**The task**.
Turn the data between the lines holding "face. Report pixel corners as JSON arrays." and "264, 649, 292]]", inclusive, into a two-column CSV with the columns text and answer, one row for each text and its answer. Put every field in quotes and replace line breaks with spaces.

Object detection data

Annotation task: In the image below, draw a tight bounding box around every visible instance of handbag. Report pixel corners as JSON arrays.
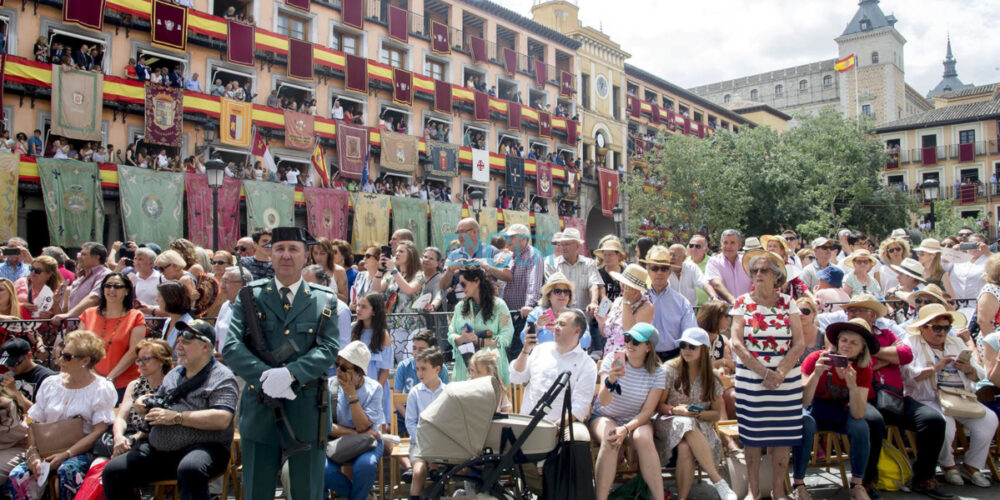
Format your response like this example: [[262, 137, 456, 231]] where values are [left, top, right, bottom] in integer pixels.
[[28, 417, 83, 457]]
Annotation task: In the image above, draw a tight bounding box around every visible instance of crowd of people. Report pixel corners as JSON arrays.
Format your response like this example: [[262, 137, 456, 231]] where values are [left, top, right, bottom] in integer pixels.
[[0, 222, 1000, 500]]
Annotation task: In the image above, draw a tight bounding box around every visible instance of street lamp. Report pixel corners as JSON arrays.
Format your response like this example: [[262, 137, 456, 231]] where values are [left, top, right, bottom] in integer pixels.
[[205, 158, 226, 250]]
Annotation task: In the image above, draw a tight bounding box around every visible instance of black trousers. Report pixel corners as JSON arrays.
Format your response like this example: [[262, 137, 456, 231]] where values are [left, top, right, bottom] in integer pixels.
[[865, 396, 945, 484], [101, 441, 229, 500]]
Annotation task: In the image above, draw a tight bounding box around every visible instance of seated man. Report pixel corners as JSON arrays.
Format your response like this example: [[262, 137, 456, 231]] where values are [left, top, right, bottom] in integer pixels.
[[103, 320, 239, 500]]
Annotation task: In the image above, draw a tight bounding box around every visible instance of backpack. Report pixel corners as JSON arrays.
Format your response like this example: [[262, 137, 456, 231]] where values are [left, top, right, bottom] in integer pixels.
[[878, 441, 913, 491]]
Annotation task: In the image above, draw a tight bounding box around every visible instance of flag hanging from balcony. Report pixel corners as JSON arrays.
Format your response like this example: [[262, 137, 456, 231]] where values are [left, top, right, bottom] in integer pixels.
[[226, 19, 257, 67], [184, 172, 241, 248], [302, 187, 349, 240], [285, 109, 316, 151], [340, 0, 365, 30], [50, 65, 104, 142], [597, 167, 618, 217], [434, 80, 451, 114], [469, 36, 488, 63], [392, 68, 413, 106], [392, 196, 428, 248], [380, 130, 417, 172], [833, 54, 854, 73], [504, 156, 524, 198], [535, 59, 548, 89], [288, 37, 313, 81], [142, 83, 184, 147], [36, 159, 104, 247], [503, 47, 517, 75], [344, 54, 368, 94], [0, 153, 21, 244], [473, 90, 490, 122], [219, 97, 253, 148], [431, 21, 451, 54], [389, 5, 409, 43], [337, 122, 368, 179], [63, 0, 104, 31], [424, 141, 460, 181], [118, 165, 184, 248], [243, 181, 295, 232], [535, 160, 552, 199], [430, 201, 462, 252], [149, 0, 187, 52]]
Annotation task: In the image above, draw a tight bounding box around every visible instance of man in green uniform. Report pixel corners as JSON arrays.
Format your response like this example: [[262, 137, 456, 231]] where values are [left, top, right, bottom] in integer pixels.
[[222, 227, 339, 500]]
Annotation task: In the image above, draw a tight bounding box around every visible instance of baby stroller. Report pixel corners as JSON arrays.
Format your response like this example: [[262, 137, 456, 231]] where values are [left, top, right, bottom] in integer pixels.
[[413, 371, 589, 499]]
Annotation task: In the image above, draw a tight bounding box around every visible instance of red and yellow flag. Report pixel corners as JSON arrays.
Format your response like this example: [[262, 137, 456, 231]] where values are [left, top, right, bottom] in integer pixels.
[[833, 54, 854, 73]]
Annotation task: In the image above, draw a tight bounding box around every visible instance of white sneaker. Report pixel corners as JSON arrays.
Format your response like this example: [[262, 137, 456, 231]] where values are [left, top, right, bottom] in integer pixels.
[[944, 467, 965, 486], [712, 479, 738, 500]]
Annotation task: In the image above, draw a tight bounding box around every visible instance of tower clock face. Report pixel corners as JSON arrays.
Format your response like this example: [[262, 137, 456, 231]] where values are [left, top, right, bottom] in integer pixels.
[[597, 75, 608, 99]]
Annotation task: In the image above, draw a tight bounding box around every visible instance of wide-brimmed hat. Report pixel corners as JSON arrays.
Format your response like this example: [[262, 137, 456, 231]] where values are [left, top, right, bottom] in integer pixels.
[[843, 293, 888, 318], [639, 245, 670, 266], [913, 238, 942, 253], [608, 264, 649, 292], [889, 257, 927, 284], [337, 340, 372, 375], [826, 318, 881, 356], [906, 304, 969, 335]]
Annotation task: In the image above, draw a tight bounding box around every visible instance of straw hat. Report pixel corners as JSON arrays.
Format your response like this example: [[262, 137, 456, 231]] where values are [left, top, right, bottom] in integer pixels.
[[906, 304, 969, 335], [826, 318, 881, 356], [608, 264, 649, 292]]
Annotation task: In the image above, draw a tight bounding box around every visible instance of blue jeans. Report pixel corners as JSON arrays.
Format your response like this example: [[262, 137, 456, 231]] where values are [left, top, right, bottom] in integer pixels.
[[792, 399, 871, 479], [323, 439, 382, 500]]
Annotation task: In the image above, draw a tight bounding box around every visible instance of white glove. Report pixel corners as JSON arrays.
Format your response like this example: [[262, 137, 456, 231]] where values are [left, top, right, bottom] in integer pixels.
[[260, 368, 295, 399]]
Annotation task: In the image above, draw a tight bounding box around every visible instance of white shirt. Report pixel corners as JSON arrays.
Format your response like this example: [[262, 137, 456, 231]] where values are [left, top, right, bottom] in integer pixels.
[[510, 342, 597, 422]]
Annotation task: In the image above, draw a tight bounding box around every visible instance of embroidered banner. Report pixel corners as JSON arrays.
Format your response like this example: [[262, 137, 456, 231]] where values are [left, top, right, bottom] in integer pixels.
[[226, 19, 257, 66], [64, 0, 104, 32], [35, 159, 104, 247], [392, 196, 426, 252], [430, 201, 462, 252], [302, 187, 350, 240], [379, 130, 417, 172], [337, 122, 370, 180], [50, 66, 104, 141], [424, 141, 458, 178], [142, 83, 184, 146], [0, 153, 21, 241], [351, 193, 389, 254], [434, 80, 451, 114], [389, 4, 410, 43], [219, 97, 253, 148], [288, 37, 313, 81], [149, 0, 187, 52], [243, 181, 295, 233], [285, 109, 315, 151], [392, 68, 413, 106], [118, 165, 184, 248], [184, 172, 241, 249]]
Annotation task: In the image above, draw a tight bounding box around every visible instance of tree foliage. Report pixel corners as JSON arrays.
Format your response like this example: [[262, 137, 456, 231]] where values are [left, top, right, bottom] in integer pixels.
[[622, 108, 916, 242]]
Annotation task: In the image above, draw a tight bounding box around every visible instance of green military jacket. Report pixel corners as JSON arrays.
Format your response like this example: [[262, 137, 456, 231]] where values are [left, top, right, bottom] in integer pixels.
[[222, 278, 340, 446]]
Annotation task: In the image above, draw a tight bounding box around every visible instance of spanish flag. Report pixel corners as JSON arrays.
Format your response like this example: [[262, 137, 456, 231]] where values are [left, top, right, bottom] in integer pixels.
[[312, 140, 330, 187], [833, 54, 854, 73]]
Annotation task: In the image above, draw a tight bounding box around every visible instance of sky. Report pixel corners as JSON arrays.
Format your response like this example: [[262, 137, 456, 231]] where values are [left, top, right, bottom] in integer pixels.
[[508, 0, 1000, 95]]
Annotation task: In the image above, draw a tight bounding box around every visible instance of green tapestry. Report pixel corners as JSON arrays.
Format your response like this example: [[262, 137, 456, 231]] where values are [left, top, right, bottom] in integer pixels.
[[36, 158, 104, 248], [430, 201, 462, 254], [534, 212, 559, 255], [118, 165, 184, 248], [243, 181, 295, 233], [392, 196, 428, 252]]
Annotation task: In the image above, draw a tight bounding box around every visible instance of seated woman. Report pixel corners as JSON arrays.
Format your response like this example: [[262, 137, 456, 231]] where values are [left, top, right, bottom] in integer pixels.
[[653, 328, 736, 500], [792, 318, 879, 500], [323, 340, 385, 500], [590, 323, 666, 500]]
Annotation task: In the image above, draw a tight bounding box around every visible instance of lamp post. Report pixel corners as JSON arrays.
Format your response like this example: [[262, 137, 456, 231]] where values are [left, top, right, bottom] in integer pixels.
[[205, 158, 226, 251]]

**Complete response**.
text,answer
"Annotation task: In the image above, draw a tight bounding box around every visible instance of tower clock face. Report pixel corners as JSON arrays. Format your response like this example: [[262, 137, 456, 231]] where values are [left, top, right, bottom] in integer pixels.","[[597, 75, 608, 99]]"
"Annotation task: In the image above, draw a tight bounding box around every visible instance of wide-brimmed hat. Report pixel corners as JSON arrays. Format your response like this example: [[262, 137, 456, 231]] where values are [left, top, right, bottom] in integer pixels.","[[843, 293, 888, 318], [639, 245, 670, 266], [913, 238, 942, 253], [608, 264, 649, 292], [889, 257, 927, 284], [337, 340, 372, 375], [826, 318, 881, 356], [906, 304, 969, 335]]"
"Annotation task: In the image above, draw a tight bounding box around every visible instance of straw hat. Report pixel corners as JSON arrays. Format your response like this example: [[262, 137, 456, 231]] where values are [left, top, right, bottom] in integer pixels.","[[906, 304, 969, 335], [826, 318, 881, 356], [608, 264, 649, 292]]"